Records provided:
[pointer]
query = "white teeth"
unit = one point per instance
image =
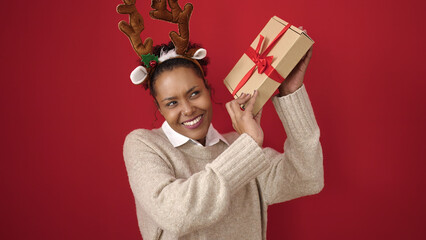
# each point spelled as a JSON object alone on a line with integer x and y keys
{"x": 193, "y": 122}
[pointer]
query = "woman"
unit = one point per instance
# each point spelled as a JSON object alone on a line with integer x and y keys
{"x": 191, "y": 182}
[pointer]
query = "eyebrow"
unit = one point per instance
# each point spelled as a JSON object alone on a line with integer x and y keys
{"x": 171, "y": 98}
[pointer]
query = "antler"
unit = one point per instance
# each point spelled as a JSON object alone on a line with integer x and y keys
{"x": 176, "y": 15}
{"x": 134, "y": 29}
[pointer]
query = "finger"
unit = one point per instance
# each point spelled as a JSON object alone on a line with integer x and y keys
{"x": 231, "y": 113}
{"x": 236, "y": 108}
{"x": 258, "y": 116}
{"x": 243, "y": 98}
{"x": 250, "y": 103}
{"x": 308, "y": 56}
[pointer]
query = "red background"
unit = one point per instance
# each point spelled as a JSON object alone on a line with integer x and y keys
{"x": 67, "y": 104}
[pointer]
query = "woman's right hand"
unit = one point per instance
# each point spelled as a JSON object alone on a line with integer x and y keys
{"x": 243, "y": 121}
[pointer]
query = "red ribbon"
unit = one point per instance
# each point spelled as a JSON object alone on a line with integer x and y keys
{"x": 262, "y": 61}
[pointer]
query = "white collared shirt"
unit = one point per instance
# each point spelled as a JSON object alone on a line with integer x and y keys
{"x": 177, "y": 139}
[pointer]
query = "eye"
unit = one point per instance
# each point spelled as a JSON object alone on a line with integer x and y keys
{"x": 194, "y": 94}
{"x": 171, "y": 104}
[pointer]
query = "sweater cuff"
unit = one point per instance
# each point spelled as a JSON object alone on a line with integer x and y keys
{"x": 243, "y": 161}
{"x": 296, "y": 113}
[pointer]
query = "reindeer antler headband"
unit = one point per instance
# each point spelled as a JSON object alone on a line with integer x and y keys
{"x": 134, "y": 28}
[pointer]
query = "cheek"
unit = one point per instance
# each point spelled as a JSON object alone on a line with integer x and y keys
{"x": 171, "y": 115}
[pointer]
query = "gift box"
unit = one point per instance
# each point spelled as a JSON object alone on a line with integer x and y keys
{"x": 268, "y": 61}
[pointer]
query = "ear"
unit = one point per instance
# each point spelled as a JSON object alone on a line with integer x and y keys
{"x": 200, "y": 54}
{"x": 138, "y": 75}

What you will do: For this exercise, transcribe the entries above exactly, without any pictures.

Exercise solution:
[pointer]
query = "white teeth"
unit = one point per instance
image =
# each point spelled as a JSON object alone on a line with integer x and y keys
{"x": 193, "y": 122}
[pointer]
query = "woman"
unit = one point per instance
# each point spelled as a JSON object alone on a line with integer x and y keys
{"x": 191, "y": 182}
[pointer]
query = "eyebrow"
unit = one point per instance
# each point spelled as a JSON object alone on a line with integer x and y keys
{"x": 171, "y": 98}
[pointer]
query = "antler"
unit = one point per instance
# each point spelled as a JSON object alone on a line with integer x and y keys
{"x": 176, "y": 15}
{"x": 134, "y": 29}
[pointer]
query = "finger"
unit = one point per instance
# each point spelled as a JSON object alone on a line with integer x and y keys
{"x": 231, "y": 113}
{"x": 236, "y": 108}
{"x": 258, "y": 116}
{"x": 243, "y": 98}
{"x": 250, "y": 103}
{"x": 308, "y": 56}
[pointer]
query = "red background"
unit = one point per instance
# each point spelled as a JSON object alone on a line with integer x and y keys
{"x": 67, "y": 104}
[pointer]
query = "woman's right hand"
unit = one point per instance
# each point spelled as a JSON object alone on a line with integer x and y keys
{"x": 243, "y": 121}
[pointer]
query = "red ribbon"
unit = one point per instance
# each point spelled as a JSON object alone on a line with integer x and y keys
{"x": 262, "y": 61}
[pointer]
query = "white collared shirt"
unit = one point per instance
# each point spelled as a JSON object alone on a line with integer x and y keys
{"x": 177, "y": 139}
[pointer]
query = "eye"
unit = one point per instance
# each point spelled as a JSON object alone on a line with integer x and y keys
{"x": 194, "y": 94}
{"x": 171, "y": 104}
[pointer]
query = "sweater cuff"
unit = one point per instance
# each point spelled as a JSON object alone on a line with integer x and y keys
{"x": 243, "y": 161}
{"x": 296, "y": 113}
[pointer]
query = "reindeer antler headband"
unit = one point per instance
# each point spelled as a JSON object alone on a line with integer x and y keys
{"x": 134, "y": 28}
[pointer]
query = "cheek"
unit = one point per instance
# each point spelled as a JSON object alone on a line with integer x and y keys
{"x": 171, "y": 115}
[pointer]
query = "gift box"
unit = one point per instance
# each point spelled as a JSON object alone on a line with integer x and y keys
{"x": 268, "y": 61}
[pointer]
query = "ear"
unit = one point per instance
# each point spelled as a JSON object alone on a line with integer x and y keys
{"x": 200, "y": 54}
{"x": 138, "y": 75}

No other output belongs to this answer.